## Stated task 1
Recast every line of the records that follow the notebook code below as a numbered list, omitting blank lines.

In [1]:
from Question1 import *
import numpy as np
import pandas as pd
from sklearn.metrics.pairwise import cosine_similarity
from lightgbm.sklearn import LGBMRanker
from scipy.sparse import csr_matrix

In [2]:
BASE_PATH = '../Data/'
transactions = pd.read_parquet(BASE_PATH + 'transactions_train.parquet')
customers = pd.read_parquet(BASE_PATH + 'customers.parquet')
articles = pd.read_parquet(BASE_PATH + 'articles.parquet')
sample_submission = pd.read_csv(BASE_PATH + 'sample_submission.csv')

In [3]:
# Candidate generation of Radek notebook
def get_data(data, test_week):
    ### repurchase
    # each week is seen as a basket
    # the items bought in one basket, will be example for the next basket
    # the items bought in the last basket, will be candidates for the test basket
    candidates_last_purchase = data.copy()
    c2weeks = data.groupby('customer_id')['week'].unique()
    
    c2weeks2shifted_weeks = {}
    for c_id, weeks in c2weeks.items():
        shifted_weeks = weeks[1:].tolist() + [test_week]
        c2weeks2shifted_weeks[c_id] = dict(zip(weeks, shifted_weeks))

    candidates_last_purchase['week'] = [
        c2weeks2shifted_weeks[c_id][week]
        for c_id, week in zip(data['customer_id'], data['week'])

## Given information
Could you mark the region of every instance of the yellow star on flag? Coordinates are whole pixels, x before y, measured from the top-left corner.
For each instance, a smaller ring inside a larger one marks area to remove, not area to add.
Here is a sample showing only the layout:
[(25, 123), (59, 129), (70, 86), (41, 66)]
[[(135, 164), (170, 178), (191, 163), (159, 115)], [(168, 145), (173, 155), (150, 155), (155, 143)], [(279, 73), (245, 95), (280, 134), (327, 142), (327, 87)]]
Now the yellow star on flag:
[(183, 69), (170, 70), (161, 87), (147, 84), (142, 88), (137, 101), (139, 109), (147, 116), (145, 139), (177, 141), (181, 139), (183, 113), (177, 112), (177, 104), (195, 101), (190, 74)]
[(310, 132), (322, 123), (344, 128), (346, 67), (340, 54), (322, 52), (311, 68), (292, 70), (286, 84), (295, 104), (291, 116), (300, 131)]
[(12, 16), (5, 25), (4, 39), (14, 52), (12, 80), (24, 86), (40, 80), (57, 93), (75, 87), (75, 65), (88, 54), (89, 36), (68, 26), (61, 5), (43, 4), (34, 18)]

## Stated task 2
Reproduce the notebook code above between "c2weeks = data.groupby('customer_id')['week'].unique()" and "in zip(data['customer_id'], data['week'])", inclusive.

## Correct result 1
1. Could you mark the region of every instance of the yellow star on flag? Coordinates are whole pixels, x before y, measured from the top-left corner.
2. For each instance, a smaller ring inside a larger one marks area to remove, not area to add.
3. Here is a sample showing only the layout:
4. [(25, 123), (59, 129), (70, 86), (41, 66)]
5. [[(135, 164), (170, 178), (191, 163), (159, 115)], [(168, 145), (173, 155), (150, 155), (155, 143)], [(279, 73), (245, 95), (280, 134), (327, 142), (327, 87)]]
6. Now the yellow star on flag:
7. [(183, 69), (170, 70), (161, 87), (147, 84), (142, 88), (137, 101), (139, 109), (147, 116), (145, 139), (177, 141), (181, 139), (183, 113), (177, 112), (177, 104), (195, 101), (190, 74)]
8. [(310, 132), (322, 123), (344, 128), (346, 67), (340, 54), (322, 52), (311, 68), (292, 70), (286, 84), (295, 104), (291, 116), (300, 131)]
9. [(12, 16), (5, 25), (4, 39), (14, 52), (12, 80), (24, 86), (40, 80), (57, 93), (75, 87), (75, 65), (88, 54), (89, 36), (68, 26), (61, 5), (43, 4), (34, 18)]

## Correct result 2
c2weeks = data.groupby('customer_id')['week'].unique()
    
    c2weeks2shifted_weeks = {}
    for c_id, weeks in c2weeks.items():
        shifted_weeks = weeks[1:].tolist() + [test_week]
        c2weeks2shifted_weeks[c_id] = dict(zip(weeks, shifted_weeks))

    candidates_last_purchase['week'] = [
        c2weeks2shifted_weeks[c_id][week]
        for c_id, week in zip(data['customer_id'], data['week'])